### Problem description
Every entry here needs to be repeated exactly.

### Recorded information

'''

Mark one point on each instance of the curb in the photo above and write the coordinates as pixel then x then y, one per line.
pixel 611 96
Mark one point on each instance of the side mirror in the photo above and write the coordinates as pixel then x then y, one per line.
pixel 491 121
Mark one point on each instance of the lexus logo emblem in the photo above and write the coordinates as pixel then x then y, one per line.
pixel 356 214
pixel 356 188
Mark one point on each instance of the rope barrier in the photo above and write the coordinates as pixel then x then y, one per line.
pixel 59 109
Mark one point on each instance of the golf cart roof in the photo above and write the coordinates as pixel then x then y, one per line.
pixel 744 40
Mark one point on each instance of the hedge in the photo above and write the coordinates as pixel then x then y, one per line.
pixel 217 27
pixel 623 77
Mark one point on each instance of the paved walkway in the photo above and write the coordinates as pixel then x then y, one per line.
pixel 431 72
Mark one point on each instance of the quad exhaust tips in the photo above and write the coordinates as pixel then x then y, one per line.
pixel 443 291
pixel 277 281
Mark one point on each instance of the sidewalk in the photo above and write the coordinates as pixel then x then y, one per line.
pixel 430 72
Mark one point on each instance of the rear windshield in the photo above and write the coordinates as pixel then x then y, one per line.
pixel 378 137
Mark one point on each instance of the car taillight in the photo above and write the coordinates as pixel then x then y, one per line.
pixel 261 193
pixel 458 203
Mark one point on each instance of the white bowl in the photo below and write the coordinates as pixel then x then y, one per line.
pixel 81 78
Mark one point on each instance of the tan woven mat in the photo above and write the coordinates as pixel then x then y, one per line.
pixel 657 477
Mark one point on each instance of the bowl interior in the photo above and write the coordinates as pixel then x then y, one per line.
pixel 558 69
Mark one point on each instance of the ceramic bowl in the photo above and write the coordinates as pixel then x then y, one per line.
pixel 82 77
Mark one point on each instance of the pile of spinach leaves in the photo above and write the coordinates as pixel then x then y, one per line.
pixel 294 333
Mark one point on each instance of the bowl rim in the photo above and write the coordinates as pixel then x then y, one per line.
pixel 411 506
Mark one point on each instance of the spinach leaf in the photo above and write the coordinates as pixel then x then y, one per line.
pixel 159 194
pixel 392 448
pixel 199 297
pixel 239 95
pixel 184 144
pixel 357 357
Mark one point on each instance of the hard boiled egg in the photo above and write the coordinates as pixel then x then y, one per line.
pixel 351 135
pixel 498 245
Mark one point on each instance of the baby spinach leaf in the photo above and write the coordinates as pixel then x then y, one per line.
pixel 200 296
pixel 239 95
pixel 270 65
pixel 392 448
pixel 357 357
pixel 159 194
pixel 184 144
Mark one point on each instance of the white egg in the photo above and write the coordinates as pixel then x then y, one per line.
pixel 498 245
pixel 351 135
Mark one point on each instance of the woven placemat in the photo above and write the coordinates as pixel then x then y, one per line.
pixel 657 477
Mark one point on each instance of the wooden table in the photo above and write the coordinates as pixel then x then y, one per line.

'''

### Result
Mark one point on each instance of the curb in the photo above and write the coordinates as pixel then x then y, one per line.
pixel 611 96
Mark one point on each instance of the side mirror in the photo above and write the coordinates as pixel then x then y, one per line.
pixel 491 121
Mark one point on each instance of the lexus logo emblem in the photo above and write the coordinates as pixel then x then y, one per line.
pixel 356 214
pixel 356 188
Mark one point on each instance of the rope barrier in the photo above and write the coordinates as pixel then x then y, one per line.
pixel 59 109
Mark one point on each instance of the golf cart roof in the photo above and write the coordinates as pixel then x then y, one per line.
pixel 744 40
Mark one point on each instance of the hedge in the photo above and write the coordinates as pixel then x then y, one per line.
pixel 217 27
pixel 623 77
Mark one point on each instance of the paved walkway in the photo above and write the coordinates as pixel then x then y, one per line.
pixel 431 72
Mark one point on each instance of the quad exhaust tips in the photo above and write the coordinates as pixel then x then y, one per line.
pixel 443 291
pixel 277 281
Mark one point on each instance of the sidewalk in the photo above and write the coordinates as pixel then x then y, one per line.
pixel 430 72
Mark one point on each instance of the rear windshield in the photo above and write the coordinates as pixel then x then y, one per line.
pixel 378 137
Mark one point on each instance of the car taillight in the photo above and write the coordinates as pixel then x then y, one per line.
pixel 261 193
pixel 458 203
Mark one point on each instance of the white bowl in the photo below and write the coordinates as pixel then x then y, one per line.
pixel 81 78
Mark one point on each instance of the tan woven mat in the photo above and write the coordinates as pixel then x then y, one per line.
pixel 657 477
Mark one point on each instance of the bowl interior in the photo above and write the coordinates as pixel then x then y, one per line.
pixel 558 69
Mark one point on each instance of the ceramic bowl in the photo above and write the coordinates as pixel then x then y, one per line.
pixel 82 77
Mark one point on each instance of the pile of spinach leaves in the photo above and write the coordinates as pixel then x then y, one per line.
pixel 294 333
Mark one point on each instance of the bowl rim in the photo above and write the coordinates as pixel then x then y, one per line.
pixel 411 506
Mark one point on each instance of the spinach leaf in the photo above and write the coordinates as pixel then x then y, one per line.
pixel 159 194
pixel 392 448
pixel 199 297
pixel 239 95
pixel 184 144
pixel 357 357
Mark one point on each instance of the hard boiled egg in the photo above and write the coordinates as pixel then x then y, one per line.
pixel 351 135
pixel 498 245
Mark one point on each instance of the baby spinach leaf in the photo above and write the coordinates as pixel then x then y, one per line.
pixel 200 296
pixel 239 95
pixel 270 65
pixel 392 448
pixel 357 357
pixel 159 194
pixel 184 144
Mark one point on each instance of the white egg in the photo above and write the coordinates as pixel then x then y, one per line.
pixel 498 245
pixel 351 135
Mark one point on each instance of the woven placemat in the photo above and write the coordinates as pixel then x then y, one per line.
pixel 657 477
Mark one point on each instance of the wooden table in the photo above and write the coordinates as pixel then x then y, one per line.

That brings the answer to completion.